» Task: List every cited study, by authors and year, in the passage below on commit messages and software quality.

» Reading passage:

----------

Fakhoury et al. (2019) investigate the practical impact of software evolution with developer perceived readability improvements on existing readability models. After finding target commits via commit message filtering, they applied state-of-the-art readability models before and after the change and investigate the impact of the change on the resulting readability score.

Pantiuchina et al. (2018) analyze commit messages to extract the intent of the developer to improve certain static source code metrics related to software quality. In contrast to their work, we are not extracting the intent to improve certain static code metrics but instead focus on overall improvement to measure the delta of a multitude of metrics between the improving commit and its parents. Developers may not use the terminology Pantiuchina et al. base their keywords on, e.g., instead of writing reduce coupling or increase cohesion the developer may simply write refactoring or simplify code.

In contrast to the previous studies, we relate developer intents to improve the quality either by perfective maintenance or by corrective maintenance to change size metrics and static source code metrics. In addition, we also look at mean static source code metrics per file which are the target of quality improvements.

As the commit message is used to extract the intent of the developer in our study, we also briefly discuss related work on commit message contents. Most of that work that is not already covered previous sections builds and evaluates a quality model for the commit message. The proposed quality models are not suitable for our study as is, as they only determine general commit message quality and we use the message to classify the commit to one of three types. However, they still provide interesting data considering the content of the commit messages.

Santos and Hindle (2016) investigate whether unusual commit messages correlate with build failures using an n-gram language model. The authors find, that their language model is able to identify unusual commit messages. However, they did not find a significant correlation between unusualness of a commit message as determined by the cross-entropy of their language model and build failures.

Chahal and Saini (2018) analyze the impact of community dynamics on syntactic quality of commit messages. They define a commit message quality model and use the model to relate community dynamic metrics to commit message quality. They find that a small group of contributors active at the same time can lead to a high quality of commit messages.

----------

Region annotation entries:
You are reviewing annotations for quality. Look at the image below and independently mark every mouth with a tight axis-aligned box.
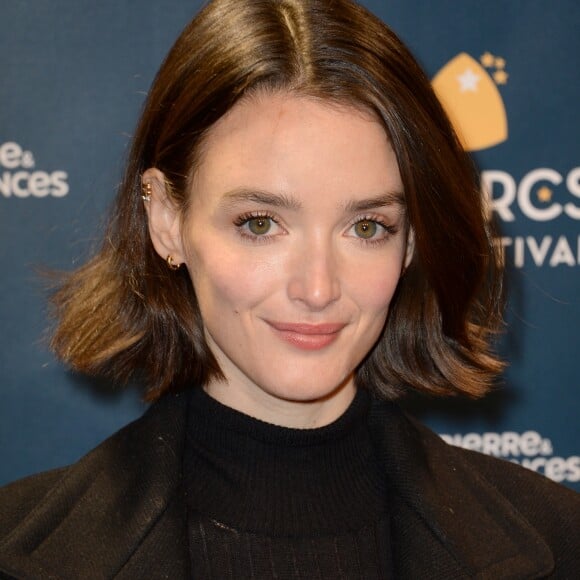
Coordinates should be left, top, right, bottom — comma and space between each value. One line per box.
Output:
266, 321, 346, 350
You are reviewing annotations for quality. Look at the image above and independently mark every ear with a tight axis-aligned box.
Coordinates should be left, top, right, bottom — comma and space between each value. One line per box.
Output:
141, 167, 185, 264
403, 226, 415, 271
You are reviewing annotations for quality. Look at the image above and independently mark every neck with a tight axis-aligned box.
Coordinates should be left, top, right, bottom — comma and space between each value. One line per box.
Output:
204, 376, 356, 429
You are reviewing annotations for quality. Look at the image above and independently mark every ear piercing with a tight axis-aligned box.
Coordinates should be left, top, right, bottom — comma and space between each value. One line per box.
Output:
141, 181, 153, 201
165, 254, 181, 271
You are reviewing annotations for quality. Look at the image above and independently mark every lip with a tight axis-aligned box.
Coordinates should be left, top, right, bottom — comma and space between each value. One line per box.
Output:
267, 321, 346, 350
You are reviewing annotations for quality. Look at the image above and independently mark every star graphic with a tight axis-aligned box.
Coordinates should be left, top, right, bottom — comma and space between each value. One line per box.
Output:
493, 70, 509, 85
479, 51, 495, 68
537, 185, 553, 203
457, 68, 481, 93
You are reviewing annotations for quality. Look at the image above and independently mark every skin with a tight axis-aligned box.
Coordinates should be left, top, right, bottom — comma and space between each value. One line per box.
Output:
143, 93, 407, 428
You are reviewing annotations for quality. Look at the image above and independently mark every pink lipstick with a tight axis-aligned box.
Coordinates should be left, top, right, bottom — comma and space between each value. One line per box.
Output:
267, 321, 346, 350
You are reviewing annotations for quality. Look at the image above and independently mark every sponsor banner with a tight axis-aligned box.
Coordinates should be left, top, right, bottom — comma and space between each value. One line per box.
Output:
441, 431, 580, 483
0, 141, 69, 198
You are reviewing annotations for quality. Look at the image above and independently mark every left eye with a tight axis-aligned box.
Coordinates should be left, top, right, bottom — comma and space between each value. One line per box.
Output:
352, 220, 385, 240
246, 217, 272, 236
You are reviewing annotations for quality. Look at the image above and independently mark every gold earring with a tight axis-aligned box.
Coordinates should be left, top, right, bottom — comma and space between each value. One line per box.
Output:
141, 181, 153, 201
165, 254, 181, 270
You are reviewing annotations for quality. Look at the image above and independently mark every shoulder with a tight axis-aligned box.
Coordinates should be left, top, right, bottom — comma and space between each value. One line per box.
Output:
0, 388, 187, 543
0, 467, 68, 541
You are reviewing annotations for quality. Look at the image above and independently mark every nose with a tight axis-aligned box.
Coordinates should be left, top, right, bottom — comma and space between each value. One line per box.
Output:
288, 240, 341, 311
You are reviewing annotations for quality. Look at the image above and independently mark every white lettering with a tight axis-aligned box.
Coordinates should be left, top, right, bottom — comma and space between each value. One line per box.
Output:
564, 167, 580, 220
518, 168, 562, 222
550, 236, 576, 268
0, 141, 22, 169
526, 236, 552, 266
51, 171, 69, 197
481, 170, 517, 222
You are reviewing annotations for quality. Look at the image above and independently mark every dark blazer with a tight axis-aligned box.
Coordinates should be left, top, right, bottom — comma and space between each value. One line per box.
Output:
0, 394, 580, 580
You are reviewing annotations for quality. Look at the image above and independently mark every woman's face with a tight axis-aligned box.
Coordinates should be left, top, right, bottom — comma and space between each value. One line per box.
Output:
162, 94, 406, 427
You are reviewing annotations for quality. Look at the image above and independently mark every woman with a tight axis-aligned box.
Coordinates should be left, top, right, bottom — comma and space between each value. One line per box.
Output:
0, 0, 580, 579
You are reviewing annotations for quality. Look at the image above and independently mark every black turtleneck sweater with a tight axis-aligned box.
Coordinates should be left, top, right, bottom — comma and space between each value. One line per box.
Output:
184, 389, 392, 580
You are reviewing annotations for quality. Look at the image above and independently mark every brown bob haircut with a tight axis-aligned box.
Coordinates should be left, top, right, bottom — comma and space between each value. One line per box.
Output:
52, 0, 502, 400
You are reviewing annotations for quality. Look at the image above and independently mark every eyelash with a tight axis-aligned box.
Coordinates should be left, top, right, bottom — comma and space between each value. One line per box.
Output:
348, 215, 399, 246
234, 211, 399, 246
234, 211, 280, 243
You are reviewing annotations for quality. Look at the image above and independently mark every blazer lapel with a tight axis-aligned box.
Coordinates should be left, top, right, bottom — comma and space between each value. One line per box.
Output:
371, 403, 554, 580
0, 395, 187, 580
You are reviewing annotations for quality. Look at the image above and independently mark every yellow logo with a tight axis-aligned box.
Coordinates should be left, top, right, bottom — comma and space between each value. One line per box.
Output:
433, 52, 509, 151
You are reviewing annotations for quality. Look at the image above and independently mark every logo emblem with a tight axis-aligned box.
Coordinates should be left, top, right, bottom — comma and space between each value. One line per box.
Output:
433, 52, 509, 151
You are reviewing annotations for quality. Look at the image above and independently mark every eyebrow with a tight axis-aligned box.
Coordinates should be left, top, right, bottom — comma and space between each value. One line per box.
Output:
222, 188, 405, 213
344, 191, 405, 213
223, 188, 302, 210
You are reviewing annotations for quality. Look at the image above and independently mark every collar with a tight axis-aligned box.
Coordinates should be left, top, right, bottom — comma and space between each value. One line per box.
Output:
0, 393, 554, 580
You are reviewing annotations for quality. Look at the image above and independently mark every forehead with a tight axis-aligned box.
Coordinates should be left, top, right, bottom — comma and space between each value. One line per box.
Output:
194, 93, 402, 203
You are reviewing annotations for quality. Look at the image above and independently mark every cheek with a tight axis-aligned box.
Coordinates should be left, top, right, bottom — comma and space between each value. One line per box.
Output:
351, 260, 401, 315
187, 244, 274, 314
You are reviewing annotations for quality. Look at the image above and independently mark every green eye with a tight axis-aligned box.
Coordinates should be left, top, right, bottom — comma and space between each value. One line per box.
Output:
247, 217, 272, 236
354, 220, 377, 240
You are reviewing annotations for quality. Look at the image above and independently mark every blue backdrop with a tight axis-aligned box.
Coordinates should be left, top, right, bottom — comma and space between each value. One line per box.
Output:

----------

» Reply to the exercise:
- Fakhoury et al. (2019)
- Pantiuchina et al. (2018)
- Santos and Hindle (2016)
- Chahal and Saini (2018)